▶ Information provided

-- begin --

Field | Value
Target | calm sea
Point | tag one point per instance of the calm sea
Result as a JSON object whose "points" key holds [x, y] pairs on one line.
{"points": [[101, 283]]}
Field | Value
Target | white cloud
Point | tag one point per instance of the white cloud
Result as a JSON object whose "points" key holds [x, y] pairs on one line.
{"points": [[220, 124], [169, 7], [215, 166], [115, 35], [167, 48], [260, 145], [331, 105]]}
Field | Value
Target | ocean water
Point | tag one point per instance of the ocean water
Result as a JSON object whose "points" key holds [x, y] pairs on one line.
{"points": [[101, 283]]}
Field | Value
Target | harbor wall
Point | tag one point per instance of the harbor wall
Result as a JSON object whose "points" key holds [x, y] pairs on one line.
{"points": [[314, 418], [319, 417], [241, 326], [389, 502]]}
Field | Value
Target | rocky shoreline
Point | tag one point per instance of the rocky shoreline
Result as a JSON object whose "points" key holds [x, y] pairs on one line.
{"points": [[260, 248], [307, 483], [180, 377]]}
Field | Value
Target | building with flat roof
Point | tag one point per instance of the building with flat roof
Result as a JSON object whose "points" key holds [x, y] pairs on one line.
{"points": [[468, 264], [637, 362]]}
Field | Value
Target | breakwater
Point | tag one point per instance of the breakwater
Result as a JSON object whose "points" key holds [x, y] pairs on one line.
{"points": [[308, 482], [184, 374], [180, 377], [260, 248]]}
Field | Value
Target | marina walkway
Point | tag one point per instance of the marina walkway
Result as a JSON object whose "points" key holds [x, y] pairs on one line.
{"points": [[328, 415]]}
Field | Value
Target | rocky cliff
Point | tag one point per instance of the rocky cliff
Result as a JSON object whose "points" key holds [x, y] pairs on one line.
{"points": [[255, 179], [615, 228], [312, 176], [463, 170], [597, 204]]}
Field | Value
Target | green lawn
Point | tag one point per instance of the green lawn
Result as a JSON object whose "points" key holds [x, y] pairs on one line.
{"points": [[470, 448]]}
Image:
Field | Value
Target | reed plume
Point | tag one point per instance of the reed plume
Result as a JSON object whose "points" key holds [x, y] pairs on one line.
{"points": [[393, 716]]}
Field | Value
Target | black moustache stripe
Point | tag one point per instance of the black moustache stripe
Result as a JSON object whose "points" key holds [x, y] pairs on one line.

-- end --

▶ Work required
Write the material out again word for word.

▶ Completed exercise
Field | Value
Target | calm sea
Point | tag one point per instance of the calm sea
Result as a JSON object whose "points" key holds [x, y] pairs on one line.
{"points": [[101, 283]]}
Field | Value
Target | white cloud
Point | tag one point per instance of the white cloud
Result as a JSON object whose "points" key holds [x, y] pairs on one line.
{"points": [[220, 124], [169, 7], [215, 166], [115, 35], [167, 48], [260, 145], [331, 105]]}
Field | Value
Target | ocean water
Point | tag one point per instance of the ocean water
Result as a JSON object whose "points" key holds [x, y] pairs on one line.
{"points": [[101, 283]]}
Field | Value
Target | harbor wall
Point | tag one point per instance of the harbor wall
Result as a JSON object whose "points" key holds [x, y] pairs on one line.
{"points": [[314, 418], [319, 417], [241, 326], [389, 502]]}
Field | Value
Target | rocky shoreline
Point | tag one point per instance of the rocky shoreline
Result as a JSON object whose "points" key holds [x, y] pairs on one line.
{"points": [[260, 248], [307, 483], [180, 377]]}
Field | Value
Target | building with flat roof
Point | tag one point per instance of the building with flat roof
Result as a JSON object whose "points" key holds [x, y] pairs on one line.
{"points": [[468, 264], [637, 362]]}
Field | Value
Target | breakwater
Point | tag one point per instance of the breakwater
Result as a JSON object whose "points" key holds [x, y] pairs on one line.
{"points": [[308, 482], [184, 374], [180, 377], [260, 248]]}
Field | Value
Target | marina walkway
Point | tag one point per instance of the marina walkway
Result as a JSON object whose "points" key holds [x, y] pairs on one line.
{"points": [[328, 415]]}
Field | Value
Target | rocky cliff
Point | tag one point per instance of the rocky cliff
Result as a JSON object whose "points" key holds [x, y] pairs on one line.
{"points": [[255, 179], [615, 228], [312, 176], [463, 170], [597, 204]]}
Field | Value
Target | green lawn
Point | tag one point per instance of the green lawn
Result as a JSON object whose "points" key holds [x, y] pairs on one line.
{"points": [[470, 448]]}
Image:
Field | Value
Target | reed plume
Point | tag one point per instance of the reed plume
Result as a JSON object whose "points" key holds [x, y] pairs on one line.
{"points": [[393, 716]]}
Field | Value
Target | black moustache stripe
Point | tag one point per instance of the black moustache stripe
Result as a JSON object whose "points" key holds [x, y] pairs on one line.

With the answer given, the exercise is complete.